● Written problem:
Pull out each line from the items below that contains the string "dark".

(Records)
--- begin ---

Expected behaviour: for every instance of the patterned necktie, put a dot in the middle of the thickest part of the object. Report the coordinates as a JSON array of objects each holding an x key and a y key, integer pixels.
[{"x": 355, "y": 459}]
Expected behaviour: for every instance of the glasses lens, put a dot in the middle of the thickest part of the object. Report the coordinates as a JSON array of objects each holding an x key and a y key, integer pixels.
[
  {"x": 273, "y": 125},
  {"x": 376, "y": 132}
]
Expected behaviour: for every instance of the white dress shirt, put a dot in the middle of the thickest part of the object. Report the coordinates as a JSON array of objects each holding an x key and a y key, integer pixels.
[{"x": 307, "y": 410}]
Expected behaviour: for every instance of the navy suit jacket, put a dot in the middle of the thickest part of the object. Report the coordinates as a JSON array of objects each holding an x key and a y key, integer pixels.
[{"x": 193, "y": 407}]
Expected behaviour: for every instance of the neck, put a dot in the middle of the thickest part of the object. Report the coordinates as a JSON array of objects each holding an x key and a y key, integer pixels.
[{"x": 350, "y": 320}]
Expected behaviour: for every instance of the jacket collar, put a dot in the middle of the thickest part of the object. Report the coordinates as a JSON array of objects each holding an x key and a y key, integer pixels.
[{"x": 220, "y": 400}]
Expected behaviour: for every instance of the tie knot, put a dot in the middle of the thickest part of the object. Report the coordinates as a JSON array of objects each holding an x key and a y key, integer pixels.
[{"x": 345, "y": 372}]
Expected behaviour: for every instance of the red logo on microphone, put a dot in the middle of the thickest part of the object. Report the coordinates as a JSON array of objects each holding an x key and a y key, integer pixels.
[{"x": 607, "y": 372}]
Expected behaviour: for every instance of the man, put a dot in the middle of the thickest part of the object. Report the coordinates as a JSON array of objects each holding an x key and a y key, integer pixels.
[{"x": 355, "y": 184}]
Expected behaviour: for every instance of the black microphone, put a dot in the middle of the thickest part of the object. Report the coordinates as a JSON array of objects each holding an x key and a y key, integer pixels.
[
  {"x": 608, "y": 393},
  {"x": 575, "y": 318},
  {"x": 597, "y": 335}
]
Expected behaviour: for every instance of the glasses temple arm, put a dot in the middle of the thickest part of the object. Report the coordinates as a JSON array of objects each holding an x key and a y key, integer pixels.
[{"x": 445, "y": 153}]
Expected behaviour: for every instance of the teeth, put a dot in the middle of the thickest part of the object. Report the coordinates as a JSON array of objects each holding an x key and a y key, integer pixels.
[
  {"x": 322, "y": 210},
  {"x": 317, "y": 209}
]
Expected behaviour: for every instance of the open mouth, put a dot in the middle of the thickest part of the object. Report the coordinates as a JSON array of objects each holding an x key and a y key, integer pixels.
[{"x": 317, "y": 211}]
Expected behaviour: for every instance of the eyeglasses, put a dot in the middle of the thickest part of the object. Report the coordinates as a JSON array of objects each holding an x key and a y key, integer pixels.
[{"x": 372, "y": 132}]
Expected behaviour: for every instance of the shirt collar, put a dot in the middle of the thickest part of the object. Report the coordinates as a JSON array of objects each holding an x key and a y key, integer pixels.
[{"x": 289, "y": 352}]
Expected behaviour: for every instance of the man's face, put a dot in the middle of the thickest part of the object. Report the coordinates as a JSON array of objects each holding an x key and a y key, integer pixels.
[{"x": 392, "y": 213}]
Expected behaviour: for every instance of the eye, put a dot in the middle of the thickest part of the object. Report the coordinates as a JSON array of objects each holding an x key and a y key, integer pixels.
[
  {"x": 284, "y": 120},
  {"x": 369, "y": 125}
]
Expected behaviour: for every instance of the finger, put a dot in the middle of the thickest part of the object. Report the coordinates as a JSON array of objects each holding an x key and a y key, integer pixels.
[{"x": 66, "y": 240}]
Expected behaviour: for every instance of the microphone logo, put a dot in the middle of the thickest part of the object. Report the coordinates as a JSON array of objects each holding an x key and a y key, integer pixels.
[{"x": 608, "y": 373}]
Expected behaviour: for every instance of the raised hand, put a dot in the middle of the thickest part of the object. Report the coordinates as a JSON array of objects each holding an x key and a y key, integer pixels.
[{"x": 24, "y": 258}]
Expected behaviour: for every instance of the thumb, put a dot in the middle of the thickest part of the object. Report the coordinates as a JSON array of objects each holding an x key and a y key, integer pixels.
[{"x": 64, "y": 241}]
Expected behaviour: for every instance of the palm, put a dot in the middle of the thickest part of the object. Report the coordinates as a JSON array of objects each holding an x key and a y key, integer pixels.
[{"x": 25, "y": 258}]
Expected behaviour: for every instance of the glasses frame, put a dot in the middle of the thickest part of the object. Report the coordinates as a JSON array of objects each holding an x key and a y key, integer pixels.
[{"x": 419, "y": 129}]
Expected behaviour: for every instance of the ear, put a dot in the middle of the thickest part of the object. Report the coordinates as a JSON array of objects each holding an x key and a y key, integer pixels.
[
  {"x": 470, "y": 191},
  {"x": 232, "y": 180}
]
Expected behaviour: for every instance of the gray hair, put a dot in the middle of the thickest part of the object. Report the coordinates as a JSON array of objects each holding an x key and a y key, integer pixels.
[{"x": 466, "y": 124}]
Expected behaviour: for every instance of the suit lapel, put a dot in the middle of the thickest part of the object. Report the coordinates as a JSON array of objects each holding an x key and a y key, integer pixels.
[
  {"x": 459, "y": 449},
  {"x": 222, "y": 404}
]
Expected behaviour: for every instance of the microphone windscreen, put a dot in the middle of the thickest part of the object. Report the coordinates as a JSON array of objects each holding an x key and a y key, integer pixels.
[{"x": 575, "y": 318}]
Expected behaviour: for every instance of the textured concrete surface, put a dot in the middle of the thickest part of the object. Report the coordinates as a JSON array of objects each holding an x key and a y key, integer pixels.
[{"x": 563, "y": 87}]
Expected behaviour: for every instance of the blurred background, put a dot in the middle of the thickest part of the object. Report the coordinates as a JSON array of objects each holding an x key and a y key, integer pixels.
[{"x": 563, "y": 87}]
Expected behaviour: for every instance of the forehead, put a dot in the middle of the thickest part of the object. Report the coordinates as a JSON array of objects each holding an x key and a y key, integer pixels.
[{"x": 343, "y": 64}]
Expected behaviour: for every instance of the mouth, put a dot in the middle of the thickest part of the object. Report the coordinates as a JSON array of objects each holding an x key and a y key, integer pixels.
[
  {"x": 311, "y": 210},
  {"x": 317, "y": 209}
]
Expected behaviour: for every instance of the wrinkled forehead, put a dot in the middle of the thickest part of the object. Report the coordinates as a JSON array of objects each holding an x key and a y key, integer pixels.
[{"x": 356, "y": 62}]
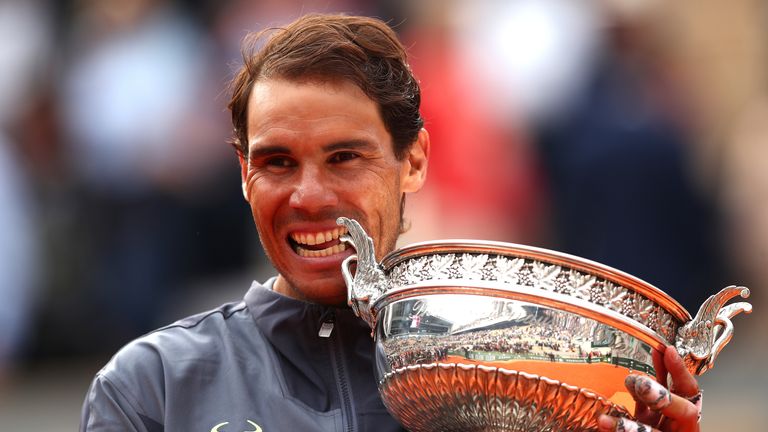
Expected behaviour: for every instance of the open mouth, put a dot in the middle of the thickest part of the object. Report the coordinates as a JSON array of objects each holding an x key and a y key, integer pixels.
[{"x": 318, "y": 244}]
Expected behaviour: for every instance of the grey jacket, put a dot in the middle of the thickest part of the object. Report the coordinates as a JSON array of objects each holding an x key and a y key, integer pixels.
[{"x": 256, "y": 365}]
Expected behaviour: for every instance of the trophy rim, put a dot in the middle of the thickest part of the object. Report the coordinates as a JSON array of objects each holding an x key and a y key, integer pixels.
[{"x": 549, "y": 256}]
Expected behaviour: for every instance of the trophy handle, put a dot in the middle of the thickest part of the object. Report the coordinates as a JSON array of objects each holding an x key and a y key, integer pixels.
[
  {"x": 700, "y": 340},
  {"x": 369, "y": 281}
]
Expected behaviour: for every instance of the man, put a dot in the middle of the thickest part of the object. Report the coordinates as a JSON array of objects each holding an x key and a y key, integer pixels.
[{"x": 327, "y": 124}]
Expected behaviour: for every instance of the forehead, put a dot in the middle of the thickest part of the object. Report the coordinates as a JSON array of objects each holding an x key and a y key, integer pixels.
[{"x": 278, "y": 106}]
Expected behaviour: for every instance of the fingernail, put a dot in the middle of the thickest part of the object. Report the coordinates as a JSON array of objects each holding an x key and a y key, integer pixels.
[
  {"x": 651, "y": 393},
  {"x": 629, "y": 381}
]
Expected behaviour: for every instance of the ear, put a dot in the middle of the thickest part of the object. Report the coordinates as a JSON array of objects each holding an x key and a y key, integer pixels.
[
  {"x": 414, "y": 172},
  {"x": 243, "y": 172}
]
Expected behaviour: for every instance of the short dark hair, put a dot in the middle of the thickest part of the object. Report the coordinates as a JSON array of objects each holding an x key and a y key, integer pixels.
[{"x": 363, "y": 50}]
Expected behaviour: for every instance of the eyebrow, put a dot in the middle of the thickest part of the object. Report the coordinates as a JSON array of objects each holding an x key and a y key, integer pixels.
[
  {"x": 268, "y": 151},
  {"x": 355, "y": 144}
]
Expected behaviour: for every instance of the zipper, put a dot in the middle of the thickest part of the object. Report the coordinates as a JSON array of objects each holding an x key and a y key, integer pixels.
[{"x": 342, "y": 380}]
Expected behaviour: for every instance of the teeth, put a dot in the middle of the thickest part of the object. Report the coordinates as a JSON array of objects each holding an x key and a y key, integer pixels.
[
  {"x": 320, "y": 237},
  {"x": 323, "y": 252}
]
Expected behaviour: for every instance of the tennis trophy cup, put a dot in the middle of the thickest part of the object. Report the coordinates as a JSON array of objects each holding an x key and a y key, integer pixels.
[{"x": 490, "y": 336}]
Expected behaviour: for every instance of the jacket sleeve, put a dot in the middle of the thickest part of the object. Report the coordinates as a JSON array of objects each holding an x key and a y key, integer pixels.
[{"x": 106, "y": 408}]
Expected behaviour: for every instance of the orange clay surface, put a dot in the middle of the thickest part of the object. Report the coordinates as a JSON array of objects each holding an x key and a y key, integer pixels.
[{"x": 601, "y": 378}]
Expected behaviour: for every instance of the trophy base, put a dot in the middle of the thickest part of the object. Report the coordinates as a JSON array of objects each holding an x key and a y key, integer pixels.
[{"x": 468, "y": 397}]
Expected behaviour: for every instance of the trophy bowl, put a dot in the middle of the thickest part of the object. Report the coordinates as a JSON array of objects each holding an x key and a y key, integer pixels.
[{"x": 490, "y": 336}]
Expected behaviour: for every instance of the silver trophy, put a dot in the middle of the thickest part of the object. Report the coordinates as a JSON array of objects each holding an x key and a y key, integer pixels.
[{"x": 491, "y": 336}]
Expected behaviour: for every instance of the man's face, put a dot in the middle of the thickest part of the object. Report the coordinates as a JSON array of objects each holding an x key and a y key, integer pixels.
[{"x": 317, "y": 151}]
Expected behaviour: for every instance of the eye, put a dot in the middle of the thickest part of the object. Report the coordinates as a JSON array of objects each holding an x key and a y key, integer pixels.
[
  {"x": 276, "y": 163},
  {"x": 344, "y": 156}
]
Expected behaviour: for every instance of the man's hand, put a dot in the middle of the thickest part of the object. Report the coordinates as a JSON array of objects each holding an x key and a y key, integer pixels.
[{"x": 677, "y": 410}]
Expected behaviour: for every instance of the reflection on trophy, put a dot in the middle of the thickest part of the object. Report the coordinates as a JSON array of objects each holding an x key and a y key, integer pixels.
[{"x": 491, "y": 336}]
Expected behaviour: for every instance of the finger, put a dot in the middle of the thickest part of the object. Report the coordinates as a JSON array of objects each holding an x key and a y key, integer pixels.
[
  {"x": 617, "y": 424},
  {"x": 658, "y": 398},
  {"x": 683, "y": 382},
  {"x": 658, "y": 365},
  {"x": 642, "y": 412}
]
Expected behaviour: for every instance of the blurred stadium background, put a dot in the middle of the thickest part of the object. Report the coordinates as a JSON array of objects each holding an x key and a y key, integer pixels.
[{"x": 632, "y": 132}]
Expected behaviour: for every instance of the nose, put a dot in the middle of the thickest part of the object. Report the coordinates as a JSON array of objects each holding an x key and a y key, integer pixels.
[{"x": 313, "y": 191}]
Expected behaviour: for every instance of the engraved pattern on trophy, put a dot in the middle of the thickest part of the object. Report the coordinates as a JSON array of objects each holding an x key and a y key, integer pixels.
[
  {"x": 369, "y": 281},
  {"x": 489, "y": 336},
  {"x": 536, "y": 274},
  {"x": 700, "y": 340}
]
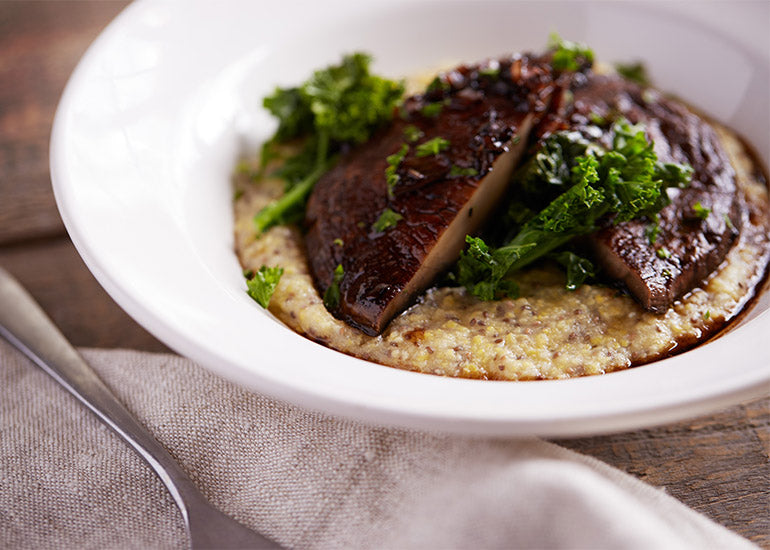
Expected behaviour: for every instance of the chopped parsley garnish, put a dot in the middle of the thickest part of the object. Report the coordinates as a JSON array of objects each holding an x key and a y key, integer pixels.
[
  {"x": 701, "y": 212},
  {"x": 635, "y": 72},
  {"x": 571, "y": 189},
  {"x": 391, "y": 172},
  {"x": 412, "y": 133},
  {"x": 432, "y": 147},
  {"x": 332, "y": 293},
  {"x": 261, "y": 284},
  {"x": 569, "y": 56},
  {"x": 461, "y": 171},
  {"x": 342, "y": 104},
  {"x": 387, "y": 219}
]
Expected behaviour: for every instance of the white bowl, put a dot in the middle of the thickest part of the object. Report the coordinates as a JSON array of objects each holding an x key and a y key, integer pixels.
[{"x": 164, "y": 102}]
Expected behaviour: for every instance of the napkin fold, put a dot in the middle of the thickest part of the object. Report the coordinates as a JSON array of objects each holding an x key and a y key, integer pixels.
[{"x": 305, "y": 479}]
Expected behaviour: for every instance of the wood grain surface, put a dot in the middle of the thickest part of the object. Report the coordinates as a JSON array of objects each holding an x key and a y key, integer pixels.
[{"x": 717, "y": 464}]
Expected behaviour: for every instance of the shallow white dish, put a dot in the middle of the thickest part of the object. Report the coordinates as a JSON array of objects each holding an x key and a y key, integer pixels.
[{"x": 164, "y": 102}]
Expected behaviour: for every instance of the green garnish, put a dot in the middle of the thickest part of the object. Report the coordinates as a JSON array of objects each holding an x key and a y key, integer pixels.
[
  {"x": 391, "y": 172},
  {"x": 491, "y": 71},
  {"x": 341, "y": 104},
  {"x": 261, "y": 284},
  {"x": 580, "y": 185},
  {"x": 701, "y": 212},
  {"x": 432, "y": 147},
  {"x": 729, "y": 222},
  {"x": 412, "y": 133},
  {"x": 461, "y": 171},
  {"x": 569, "y": 56},
  {"x": 578, "y": 269},
  {"x": 387, "y": 219},
  {"x": 432, "y": 110},
  {"x": 332, "y": 293},
  {"x": 635, "y": 72},
  {"x": 437, "y": 84},
  {"x": 597, "y": 119}
]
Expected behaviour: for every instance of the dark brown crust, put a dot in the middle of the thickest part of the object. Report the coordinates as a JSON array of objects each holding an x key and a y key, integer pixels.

--- end ---

● Full output:
Expected behaviour: for every instance of the short dark hair, put a dot in the middle of the thickest part of the object. Report the coordinates as a JSON array of objects each holding an x key and a y key, integer pixels.
Expected behaviour: for every instance of the dark brown crust, put a dot in the middle of the thickest part of the object. Report the coordinates as a JSON array of objects each holding an x key and a y key, integer pixels.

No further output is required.